### Problem description
Reproduce every row below word for word, with nothing added or changed.

### Available records
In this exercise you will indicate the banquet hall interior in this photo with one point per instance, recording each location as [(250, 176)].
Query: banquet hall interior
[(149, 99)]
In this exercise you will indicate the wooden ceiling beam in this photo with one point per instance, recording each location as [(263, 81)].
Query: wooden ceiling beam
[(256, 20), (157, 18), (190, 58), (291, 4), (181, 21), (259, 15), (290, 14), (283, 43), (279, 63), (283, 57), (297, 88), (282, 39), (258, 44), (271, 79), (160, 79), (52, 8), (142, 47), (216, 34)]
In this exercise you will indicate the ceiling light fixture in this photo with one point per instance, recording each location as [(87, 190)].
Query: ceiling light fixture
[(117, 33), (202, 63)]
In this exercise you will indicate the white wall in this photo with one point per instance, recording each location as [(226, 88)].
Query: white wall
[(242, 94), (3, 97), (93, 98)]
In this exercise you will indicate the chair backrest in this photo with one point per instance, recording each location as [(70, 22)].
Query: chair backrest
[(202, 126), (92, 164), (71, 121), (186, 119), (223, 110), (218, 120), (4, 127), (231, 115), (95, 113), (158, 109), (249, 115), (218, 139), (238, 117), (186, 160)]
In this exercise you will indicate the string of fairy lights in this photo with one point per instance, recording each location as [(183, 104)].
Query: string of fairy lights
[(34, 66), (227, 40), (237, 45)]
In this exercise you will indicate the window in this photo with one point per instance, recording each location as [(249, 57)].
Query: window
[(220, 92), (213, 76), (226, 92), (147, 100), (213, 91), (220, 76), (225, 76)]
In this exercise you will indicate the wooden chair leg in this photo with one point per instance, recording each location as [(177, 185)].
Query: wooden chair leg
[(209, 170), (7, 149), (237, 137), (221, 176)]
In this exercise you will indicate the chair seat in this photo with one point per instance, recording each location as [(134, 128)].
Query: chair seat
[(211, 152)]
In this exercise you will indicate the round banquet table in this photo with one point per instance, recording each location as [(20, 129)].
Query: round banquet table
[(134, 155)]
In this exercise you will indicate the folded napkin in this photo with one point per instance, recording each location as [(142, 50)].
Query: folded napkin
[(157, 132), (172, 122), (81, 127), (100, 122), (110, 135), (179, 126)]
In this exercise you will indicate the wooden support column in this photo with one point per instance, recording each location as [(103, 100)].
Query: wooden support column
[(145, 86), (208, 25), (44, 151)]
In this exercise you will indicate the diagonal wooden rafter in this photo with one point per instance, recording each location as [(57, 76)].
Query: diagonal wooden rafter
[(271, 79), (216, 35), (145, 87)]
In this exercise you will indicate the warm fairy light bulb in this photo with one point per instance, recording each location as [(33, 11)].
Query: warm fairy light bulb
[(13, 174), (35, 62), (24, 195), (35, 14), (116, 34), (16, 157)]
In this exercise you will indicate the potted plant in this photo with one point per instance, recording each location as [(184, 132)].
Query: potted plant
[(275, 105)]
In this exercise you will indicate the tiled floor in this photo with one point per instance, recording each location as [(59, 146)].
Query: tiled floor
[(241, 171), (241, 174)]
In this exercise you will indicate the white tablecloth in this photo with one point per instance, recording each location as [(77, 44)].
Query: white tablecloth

### Exercise response
In this exercise you will indicate the banquet hall interior in this photo with one point per instance, recording each location as [(250, 176)].
Query: banquet hall interior
[(149, 99)]
In this exercise you will indicate the wooden ceiling beam in this photo with one point per instance, recording each location as [(263, 81)].
Query: wooden ceiling beam
[(256, 20), (157, 18), (190, 58), (291, 4), (181, 21), (259, 15), (290, 14), (283, 43), (279, 63), (283, 57), (297, 88), (282, 39), (258, 44), (271, 79), (160, 79), (52, 8), (142, 47), (216, 34)]
In this exercise you will indicate the ceiling light fixture in this photo with one point per instance, recording each location as [(87, 190)].
Query: ceiling light fixture
[(117, 33), (202, 63)]
In this exercise you will indicate the white wall in this photo with one point per instance, recording each location as [(226, 88)].
Query: white wall
[(242, 94), (3, 97), (93, 98)]
In this exercise you will indicate the chair backrest in this photo with one point per instance, recording each location as [(70, 22)].
Query: chair backrest
[(202, 126), (92, 164), (71, 121), (186, 119), (223, 110), (218, 120), (4, 127), (231, 115), (95, 113), (158, 109), (249, 115), (218, 139), (238, 117), (186, 160)]
In this exercise you will indicate the string of fairy lights in this photo with one point per instance, recording each location as [(183, 104)].
Query: string of fairy lights
[(34, 66), (227, 40), (237, 45)]
In this exercise you will indicate the window in this photo with one point per instance, recording each location as [(249, 57)].
Query: window
[(220, 92), (213, 76), (226, 92), (147, 100), (213, 91), (220, 76), (225, 76)]
In this exercise you will indicate the wooden chair leg in this photo with one point per instance, recording each location as [(177, 185)].
Query: wooden chair leg
[(209, 170), (7, 149), (237, 137), (221, 176)]
In this exercise you will indicate the chair seat in this photo with one point per instance, recording each location as [(134, 128)].
Query: chair seat
[(211, 152)]
In this exercise you will indicate the round banquet table in this photo with one point per instance, recording each location as [(20, 129)].
Query: round banquet table
[(134, 155)]
In this exercise you will indicate the folded napkin in this photo with one point per instance, recording each location as [(142, 50)].
Query: folded napkin
[(157, 132), (172, 122), (81, 127), (100, 122), (110, 135), (179, 126)]
In this exercise you will indicate the wooden support column in this photo with one point per instance, recording each location as [(103, 100)].
Query: wooden support column
[(145, 86), (208, 25), (44, 151)]
In this exercise you will indicate the diagonal wooden rafter in this photo with one point per instance, recording each location as [(57, 76)].
Query: diagonal wooden rafter
[(271, 79), (216, 35), (145, 87)]
In this exercise you will indicate the warm fairy light bulb in this photo with one point per instance, recording each location as [(33, 11)].
Query: warm fairy light bulb
[(13, 174), (35, 62), (24, 195), (35, 14), (116, 34), (16, 157)]
In this exercise you will indicate the potted plant in this photo with one point per instance, recording each location as [(184, 132)].
Query: potted plant
[(275, 105)]
In this exercise you will indicate the tiled floor in this photo with one point per instance, recording each location as [(59, 146)].
Query: tiled floor
[(241, 171), (241, 174)]
In this exercise you will indicate the white tablecloth in this photo with one point per instance, recording each location as [(77, 44)].
Query: white tablecloth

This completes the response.